───── Extracted material ─────

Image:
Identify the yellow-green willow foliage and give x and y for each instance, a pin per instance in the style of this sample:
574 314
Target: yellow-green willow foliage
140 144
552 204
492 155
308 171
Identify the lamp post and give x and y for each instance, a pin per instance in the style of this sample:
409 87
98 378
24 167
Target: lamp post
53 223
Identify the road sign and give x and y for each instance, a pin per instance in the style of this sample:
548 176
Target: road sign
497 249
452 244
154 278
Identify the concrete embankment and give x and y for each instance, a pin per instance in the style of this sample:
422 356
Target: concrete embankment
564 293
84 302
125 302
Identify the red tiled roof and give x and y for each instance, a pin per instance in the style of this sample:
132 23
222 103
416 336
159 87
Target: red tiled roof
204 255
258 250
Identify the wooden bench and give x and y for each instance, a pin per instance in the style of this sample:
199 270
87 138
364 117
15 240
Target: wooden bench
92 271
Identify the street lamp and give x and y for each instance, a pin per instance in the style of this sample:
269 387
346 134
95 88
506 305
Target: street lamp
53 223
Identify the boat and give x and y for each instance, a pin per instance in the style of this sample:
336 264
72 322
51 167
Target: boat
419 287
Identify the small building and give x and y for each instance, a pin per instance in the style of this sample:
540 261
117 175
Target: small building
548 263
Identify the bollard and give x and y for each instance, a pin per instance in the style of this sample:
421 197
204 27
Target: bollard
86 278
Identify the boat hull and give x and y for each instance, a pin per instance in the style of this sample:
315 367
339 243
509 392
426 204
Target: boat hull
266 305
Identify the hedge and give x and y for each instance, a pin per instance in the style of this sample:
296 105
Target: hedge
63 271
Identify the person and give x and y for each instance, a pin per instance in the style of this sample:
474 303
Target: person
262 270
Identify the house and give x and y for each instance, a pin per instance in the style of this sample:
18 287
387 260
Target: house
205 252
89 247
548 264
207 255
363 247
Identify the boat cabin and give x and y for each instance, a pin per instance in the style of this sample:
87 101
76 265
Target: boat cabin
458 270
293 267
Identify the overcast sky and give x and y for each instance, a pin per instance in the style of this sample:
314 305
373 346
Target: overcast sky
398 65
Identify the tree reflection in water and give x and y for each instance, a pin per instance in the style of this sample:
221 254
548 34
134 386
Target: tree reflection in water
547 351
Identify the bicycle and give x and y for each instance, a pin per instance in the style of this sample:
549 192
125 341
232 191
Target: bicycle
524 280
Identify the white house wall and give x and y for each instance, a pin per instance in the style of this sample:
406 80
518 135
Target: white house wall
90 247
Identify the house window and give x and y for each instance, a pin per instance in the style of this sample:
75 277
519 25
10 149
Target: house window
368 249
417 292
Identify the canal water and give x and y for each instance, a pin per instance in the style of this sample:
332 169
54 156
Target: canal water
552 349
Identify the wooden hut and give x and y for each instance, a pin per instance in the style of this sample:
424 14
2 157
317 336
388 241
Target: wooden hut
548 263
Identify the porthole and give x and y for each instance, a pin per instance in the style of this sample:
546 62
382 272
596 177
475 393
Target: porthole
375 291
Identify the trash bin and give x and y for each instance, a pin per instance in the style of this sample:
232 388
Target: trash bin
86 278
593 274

─────

◆ **Assigned task**: Could you restate every entry verbatim, please?

◆ **Your response**:
Image:
Identify the yellow-green willow foliage and give x and y for each instance, a pin per instance in the style of this sample:
574 314
Target: yellow-green willow foliage
140 144
552 204
492 155
308 171
Identify the lamp post and give x and y for each instance, a pin per instance in the style of this sample:
409 87
98 378
24 167
Target: lamp post
53 223
Identify the road sign and give x and y for each instance, a pin per instance in the style of this sample:
548 176
Target: road sign
497 249
452 244
154 278
Identify the concrete embankment and give x and y for each instance, a pin per instance in the style of this sample:
422 356
Target: concrete embankment
564 293
84 302
125 302
Identify the red tiled roof and give x and y for each instance, a pin per instance in the style of this sample:
132 23
222 103
416 336
159 87
Target: red tiled roof
204 255
258 250
Identify the wooden bench and give x and y for each instance, a pin per instance in the style of this sample:
199 270
87 138
364 117
15 240
Target: wooden bench
92 271
Identify the street lamp and give x and y for each instance, a pin per instance in the style of this sample:
269 387
346 134
95 88
506 305
Target: street lamp
53 223
Identify the boat and give x and y for each instance, a pin per instance in the style of this sample:
336 264
72 322
51 167
Target: boat
419 287
Identify the small building and give x and y for each instance, a pin per instance in the style of this sample:
540 261
117 175
Target: small building
548 263
Identify the bollard and give x and y for each instance, a pin per instance in the style of this sample:
421 197
204 27
Target: bollard
86 278
Identify the boat hull and give x and y for each instance, a pin per instance in the style of this sample:
315 367
339 243
509 392
426 204
Target: boat hull
266 305
Identify the hedge and give x and y for each instance, a pin per instance in the style of this sample:
296 105
Target: hedge
63 271
Identify the person and give x and y for each instance, a pin per instance in the style of this sample:
474 303
Target: person
262 270
Identify the house and give x and y for each instance, a pin per instance in the style of this sample:
18 287
387 260
Target: house
205 252
89 247
548 264
207 255
363 247
Identify the boat cabin and give x and y for each instance, a pin per instance in the style of this sample:
87 101
76 265
Target: boat cabin
458 270
293 267
Identify the overcast sky and give x and y for each instance, a pin per instance in the style of this sample:
314 305
373 346
Target: overcast sky
398 65
Identify the tree reflection in water and give x and y for each instance, a pin per instance in the style of this sample:
221 254
548 34
134 386
Target: tree reflection in water
547 351
Identify the bicycle and give x and y for each instance, a pin per instance in the style of this sample:
549 192
125 341
232 191
Target: bicycle
524 280
Identify the white house wall and give x and y for each instance, a pin per instance in the style of this sample:
406 80
518 135
Target: white house wall
90 247
Identify the house window and give x and y for each instance, a pin per instance in the style of this sample:
75 277
519 25
10 149
Target: house window
368 249
417 292
Identify the canal water and give x and y for each instance, a pin per instance in the style of this sample:
332 169
54 156
Target: canal water
552 349
Identify the wooden hut and give x and y for each instance, a pin per instance in the style of this sample:
424 14
2 157
317 336
388 241
Target: wooden hut
548 263
Identify the porthole and give x and y for each instance, a pin per instance in the style of this sample:
546 62
382 272
596 177
475 393
Target: porthole
375 291
Identify the trash bin and give x and y for each instance, a pin per instance in the style of this sample:
232 388
Target: trash bin
86 278
593 274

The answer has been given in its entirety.